■ **PROBLEM DESCRIPTION**
Go through the records and copy each line where the word "below" occurs.

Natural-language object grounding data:
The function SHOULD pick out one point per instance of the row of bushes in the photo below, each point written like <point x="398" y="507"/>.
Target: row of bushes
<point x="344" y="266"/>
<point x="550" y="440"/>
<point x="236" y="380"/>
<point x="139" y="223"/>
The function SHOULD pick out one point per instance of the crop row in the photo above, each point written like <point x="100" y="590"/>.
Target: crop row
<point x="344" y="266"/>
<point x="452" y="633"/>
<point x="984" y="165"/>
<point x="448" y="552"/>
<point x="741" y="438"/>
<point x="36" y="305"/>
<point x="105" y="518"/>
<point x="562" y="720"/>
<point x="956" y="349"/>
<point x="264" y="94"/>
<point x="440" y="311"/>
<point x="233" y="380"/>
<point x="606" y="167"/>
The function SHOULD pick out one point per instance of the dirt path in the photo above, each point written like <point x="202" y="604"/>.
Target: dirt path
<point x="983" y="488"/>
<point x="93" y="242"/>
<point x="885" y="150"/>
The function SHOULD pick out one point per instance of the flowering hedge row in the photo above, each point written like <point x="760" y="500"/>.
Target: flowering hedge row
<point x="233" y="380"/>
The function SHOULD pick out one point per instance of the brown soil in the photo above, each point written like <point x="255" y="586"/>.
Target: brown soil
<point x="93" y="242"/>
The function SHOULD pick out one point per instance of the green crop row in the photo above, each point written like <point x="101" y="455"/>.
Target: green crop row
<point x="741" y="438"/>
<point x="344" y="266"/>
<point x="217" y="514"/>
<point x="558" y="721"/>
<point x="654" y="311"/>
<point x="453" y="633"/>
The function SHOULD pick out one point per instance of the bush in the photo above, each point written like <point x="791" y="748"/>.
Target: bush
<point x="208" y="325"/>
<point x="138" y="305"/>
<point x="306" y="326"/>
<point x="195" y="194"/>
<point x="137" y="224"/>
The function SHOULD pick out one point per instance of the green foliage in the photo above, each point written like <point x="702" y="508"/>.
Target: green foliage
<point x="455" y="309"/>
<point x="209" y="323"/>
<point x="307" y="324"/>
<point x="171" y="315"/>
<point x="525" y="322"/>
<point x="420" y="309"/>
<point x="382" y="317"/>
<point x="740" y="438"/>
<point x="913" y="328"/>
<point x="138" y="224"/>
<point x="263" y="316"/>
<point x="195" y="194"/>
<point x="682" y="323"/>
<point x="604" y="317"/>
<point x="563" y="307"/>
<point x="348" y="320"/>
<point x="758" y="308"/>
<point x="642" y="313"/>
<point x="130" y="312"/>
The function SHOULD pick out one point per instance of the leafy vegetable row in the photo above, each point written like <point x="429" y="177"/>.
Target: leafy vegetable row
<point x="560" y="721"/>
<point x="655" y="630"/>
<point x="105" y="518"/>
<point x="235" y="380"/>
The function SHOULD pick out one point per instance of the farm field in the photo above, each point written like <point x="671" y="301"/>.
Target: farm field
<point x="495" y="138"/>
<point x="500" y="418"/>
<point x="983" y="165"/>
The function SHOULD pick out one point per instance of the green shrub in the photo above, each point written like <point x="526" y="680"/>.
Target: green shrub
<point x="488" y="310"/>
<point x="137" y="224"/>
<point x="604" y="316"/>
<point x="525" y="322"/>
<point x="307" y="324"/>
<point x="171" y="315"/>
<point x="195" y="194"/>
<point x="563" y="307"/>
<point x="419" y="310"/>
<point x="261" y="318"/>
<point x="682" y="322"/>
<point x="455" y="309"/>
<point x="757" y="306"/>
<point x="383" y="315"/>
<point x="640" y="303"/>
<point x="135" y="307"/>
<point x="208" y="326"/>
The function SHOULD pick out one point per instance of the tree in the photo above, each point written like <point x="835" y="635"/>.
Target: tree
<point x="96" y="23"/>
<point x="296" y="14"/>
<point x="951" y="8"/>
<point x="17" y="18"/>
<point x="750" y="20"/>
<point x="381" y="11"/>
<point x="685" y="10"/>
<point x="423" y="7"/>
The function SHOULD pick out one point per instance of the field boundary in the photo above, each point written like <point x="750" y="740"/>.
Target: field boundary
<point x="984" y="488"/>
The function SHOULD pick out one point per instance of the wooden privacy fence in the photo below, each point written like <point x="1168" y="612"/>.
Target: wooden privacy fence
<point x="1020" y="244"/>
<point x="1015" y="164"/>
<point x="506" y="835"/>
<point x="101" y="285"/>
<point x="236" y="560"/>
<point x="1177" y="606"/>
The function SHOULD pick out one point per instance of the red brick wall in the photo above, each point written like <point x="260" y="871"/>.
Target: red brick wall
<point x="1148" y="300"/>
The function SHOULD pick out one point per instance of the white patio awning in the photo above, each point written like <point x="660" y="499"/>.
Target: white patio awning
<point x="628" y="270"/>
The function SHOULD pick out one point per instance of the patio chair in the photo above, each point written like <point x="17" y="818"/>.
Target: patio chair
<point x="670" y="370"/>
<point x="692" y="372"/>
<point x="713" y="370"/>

■ **ANSWER SECTION**
The function SHOULD pick out one point per instance of the row of bushes in the photo below, each point written like <point x="398" y="507"/>.
The function SHOULD pick out one point per instance of the wooden privacy fence in the photo below, each point written like <point x="1168" y="612"/>.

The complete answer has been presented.